> WORK REQUEST
Set down exactly the lines from the one containing "For every instance of the framed notice" through the last line of the records below, both included, and nothing else.
INPUT MATERIAL Block Start
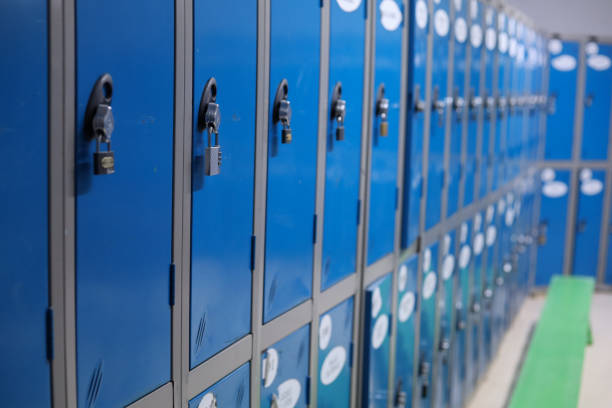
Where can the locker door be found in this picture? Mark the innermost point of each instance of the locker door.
(406, 318)
(290, 219)
(376, 343)
(335, 356)
(445, 329)
(124, 220)
(588, 222)
(427, 332)
(490, 41)
(475, 103)
(475, 305)
(24, 191)
(413, 169)
(460, 33)
(437, 131)
(231, 391)
(284, 379)
(385, 131)
(598, 95)
(462, 298)
(562, 84)
(223, 204)
(347, 31)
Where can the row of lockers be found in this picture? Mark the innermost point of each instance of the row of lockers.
(429, 108)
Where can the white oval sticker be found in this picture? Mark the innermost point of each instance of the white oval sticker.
(376, 302)
(464, 256)
(325, 331)
(599, 62)
(460, 30)
(476, 35)
(448, 266)
(269, 367)
(420, 14)
(332, 365)
(441, 23)
(390, 15)
(591, 187)
(406, 306)
(289, 393)
(429, 285)
(379, 334)
(349, 5)
(554, 189)
(564, 63)
(490, 39)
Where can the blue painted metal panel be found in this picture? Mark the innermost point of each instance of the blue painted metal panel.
(285, 371)
(413, 168)
(553, 219)
(294, 56)
(383, 172)
(462, 300)
(223, 204)
(563, 73)
(232, 391)
(445, 330)
(598, 97)
(335, 356)
(458, 113)
(475, 109)
(588, 222)
(427, 342)
(24, 191)
(123, 316)
(377, 328)
(437, 131)
(347, 31)
(406, 325)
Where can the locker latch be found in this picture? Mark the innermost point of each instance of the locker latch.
(209, 119)
(100, 123)
(382, 111)
(338, 110)
(282, 111)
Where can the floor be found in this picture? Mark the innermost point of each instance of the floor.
(596, 389)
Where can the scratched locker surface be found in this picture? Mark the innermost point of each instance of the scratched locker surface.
(123, 315)
(24, 220)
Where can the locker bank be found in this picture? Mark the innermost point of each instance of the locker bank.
(296, 203)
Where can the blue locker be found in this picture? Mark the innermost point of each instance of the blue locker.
(562, 84)
(475, 104)
(552, 225)
(462, 299)
(231, 391)
(24, 220)
(588, 221)
(221, 267)
(347, 31)
(284, 378)
(385, 131)
(376, 343)
(292, 154)
(406, 325)
(460, 32)
(123, 282)
(598, 97)
(490, 41)
(445, 328)
(335, 356)
(427, 344)
(437, 131)
(413, 169)
(475, 305)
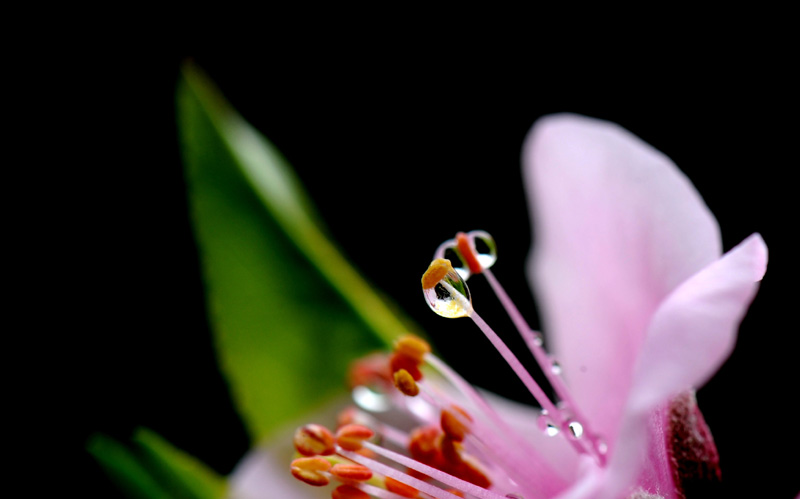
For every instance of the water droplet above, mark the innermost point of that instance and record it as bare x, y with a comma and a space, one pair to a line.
448, 251
450, 296
370, 400
575, 430
485, 248
547, 426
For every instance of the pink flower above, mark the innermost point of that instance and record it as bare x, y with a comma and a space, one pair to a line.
639, 306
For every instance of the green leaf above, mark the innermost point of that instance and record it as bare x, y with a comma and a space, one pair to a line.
177, 470
288, 311
125, 468
155, 469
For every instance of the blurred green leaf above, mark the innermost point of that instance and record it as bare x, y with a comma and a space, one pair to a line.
288, 311
155, 469
125, 468
178, 470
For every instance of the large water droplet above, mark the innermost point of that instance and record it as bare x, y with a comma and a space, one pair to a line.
575, 430
370, 400
448, 251
450, 296
485, 248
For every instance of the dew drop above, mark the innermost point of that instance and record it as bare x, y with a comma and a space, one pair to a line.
448, 251
544, 423
485, 248
450, 297
601, 446
370, 400
575, 430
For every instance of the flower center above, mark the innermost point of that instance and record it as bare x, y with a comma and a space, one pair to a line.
448, 451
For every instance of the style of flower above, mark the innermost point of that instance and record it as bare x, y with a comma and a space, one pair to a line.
639, 306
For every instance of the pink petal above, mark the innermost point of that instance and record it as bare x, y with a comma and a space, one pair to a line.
617, 227
694, 330
691, 334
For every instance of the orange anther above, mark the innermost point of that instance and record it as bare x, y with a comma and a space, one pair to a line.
467, 253
400, 488
351, 472
309, 470
412, 346
350, 437
401, 361
436, 272
313, 439
454, 422
348, 492
405, 383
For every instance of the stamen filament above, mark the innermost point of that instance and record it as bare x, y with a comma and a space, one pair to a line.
441, 476
543, 359
524, 376
386, 470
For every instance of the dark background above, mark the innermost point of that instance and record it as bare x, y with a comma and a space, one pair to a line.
400, 148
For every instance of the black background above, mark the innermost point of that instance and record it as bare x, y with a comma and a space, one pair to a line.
400, 147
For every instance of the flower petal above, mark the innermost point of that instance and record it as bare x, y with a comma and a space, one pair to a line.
694, 330
617, 227
692, 333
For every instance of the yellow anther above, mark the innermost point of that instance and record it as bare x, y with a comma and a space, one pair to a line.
309, 470
436, 272
313, 439
405, 383
412, 346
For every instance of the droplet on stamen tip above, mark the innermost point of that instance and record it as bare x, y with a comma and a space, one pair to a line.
574, 430
485, 247
546, 425
445, 291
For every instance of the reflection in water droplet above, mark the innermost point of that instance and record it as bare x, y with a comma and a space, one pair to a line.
575, 430
450, 296
370, 400
485, 248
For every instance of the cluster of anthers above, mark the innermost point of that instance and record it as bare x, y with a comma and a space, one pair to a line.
450, 452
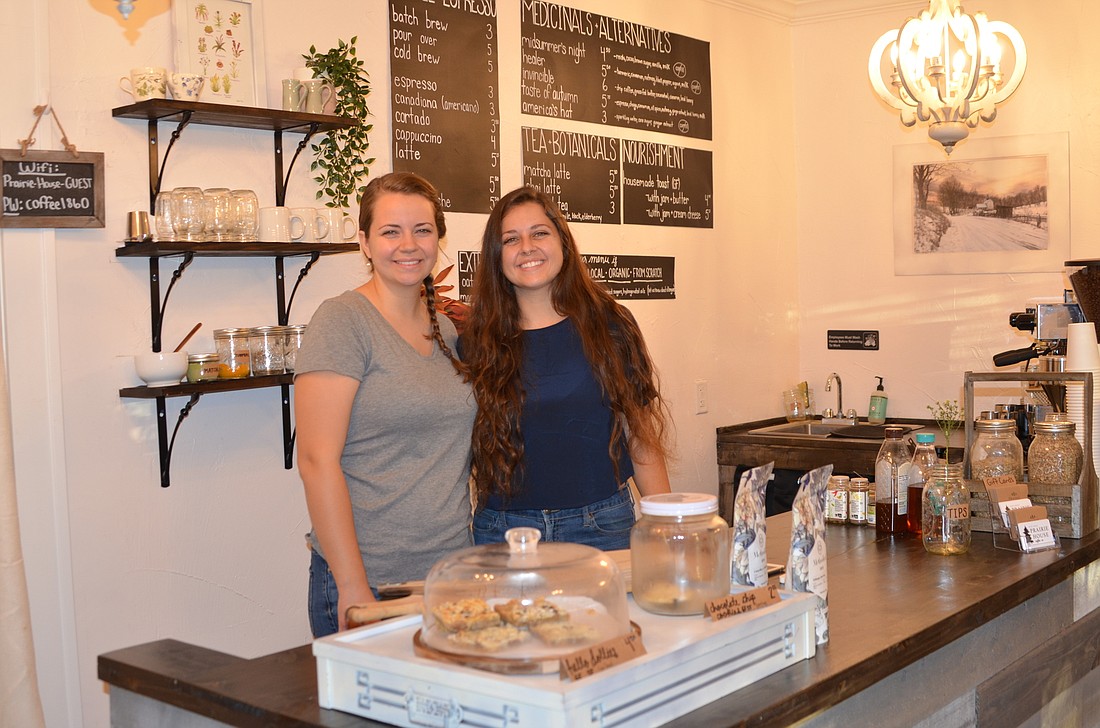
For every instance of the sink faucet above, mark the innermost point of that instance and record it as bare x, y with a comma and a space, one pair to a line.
839, 395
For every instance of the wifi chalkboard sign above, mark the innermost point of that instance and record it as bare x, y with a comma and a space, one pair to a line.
51, 189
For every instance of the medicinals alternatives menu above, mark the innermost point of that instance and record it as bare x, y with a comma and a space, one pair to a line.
446, 116
587, 67
581, 66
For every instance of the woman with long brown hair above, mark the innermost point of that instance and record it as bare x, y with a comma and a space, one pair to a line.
383, 414
569, 407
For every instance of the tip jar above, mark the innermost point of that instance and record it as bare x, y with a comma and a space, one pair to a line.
945, 524
679, 553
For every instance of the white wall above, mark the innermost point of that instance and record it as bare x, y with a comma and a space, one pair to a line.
218, 559
934, 328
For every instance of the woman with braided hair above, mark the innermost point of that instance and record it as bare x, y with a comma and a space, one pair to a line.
569, 409
383, 414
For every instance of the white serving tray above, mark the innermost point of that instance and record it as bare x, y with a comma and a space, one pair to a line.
690, 661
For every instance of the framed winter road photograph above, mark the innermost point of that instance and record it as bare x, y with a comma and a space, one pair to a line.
223, 41
996, 205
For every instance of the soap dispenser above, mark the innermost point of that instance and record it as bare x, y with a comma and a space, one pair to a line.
877, 410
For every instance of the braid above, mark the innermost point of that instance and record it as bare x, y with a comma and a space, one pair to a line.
437, 335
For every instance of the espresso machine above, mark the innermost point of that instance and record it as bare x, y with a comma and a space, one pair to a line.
1047, 322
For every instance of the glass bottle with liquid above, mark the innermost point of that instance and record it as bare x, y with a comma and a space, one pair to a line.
891, 483
924, 460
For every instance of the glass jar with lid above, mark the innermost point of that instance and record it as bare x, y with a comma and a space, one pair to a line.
1055, 455
232, 345
679, 553
504, 605
997, 450
945, 526
266, 348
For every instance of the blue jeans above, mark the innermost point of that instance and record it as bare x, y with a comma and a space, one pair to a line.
323, 597
604, 525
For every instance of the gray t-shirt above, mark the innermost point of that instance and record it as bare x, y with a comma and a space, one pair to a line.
407, 453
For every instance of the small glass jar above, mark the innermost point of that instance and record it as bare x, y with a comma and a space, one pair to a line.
267, 346
836, 499
232, 345
945, 526
201, 367
1055, 455
679, 553
295, 332
858, 492
997, 450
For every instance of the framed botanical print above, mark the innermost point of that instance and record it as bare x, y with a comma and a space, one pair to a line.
223, 41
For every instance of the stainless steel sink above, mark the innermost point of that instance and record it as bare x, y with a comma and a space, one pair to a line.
804, 429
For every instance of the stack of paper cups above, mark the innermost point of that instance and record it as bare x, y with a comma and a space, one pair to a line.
1082, 354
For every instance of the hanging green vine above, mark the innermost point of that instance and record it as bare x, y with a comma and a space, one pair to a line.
341, 155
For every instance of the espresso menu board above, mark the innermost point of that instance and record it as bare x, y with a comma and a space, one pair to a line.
624, 276
583, 66
446, 117
51, 189
580, 172
664, 185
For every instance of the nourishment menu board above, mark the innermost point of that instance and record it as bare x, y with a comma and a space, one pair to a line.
446, 116
584, 66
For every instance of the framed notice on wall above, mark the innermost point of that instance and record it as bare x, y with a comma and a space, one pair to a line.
52, 189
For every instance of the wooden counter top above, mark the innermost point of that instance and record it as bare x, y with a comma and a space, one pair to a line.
890, 606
INPUT MATERIAL Block End
> EXERCISE RESULT
For every instance of the framed notice on wall above, mark the innermost point of that instance and record it as bare x, y with a comma and a space, one pair to a line.
52, 189
For every instance of the wooden counter top above, mark the innermost point of that instance and record it as bare x, y with a comma and a space, one pair to a line.
890, 606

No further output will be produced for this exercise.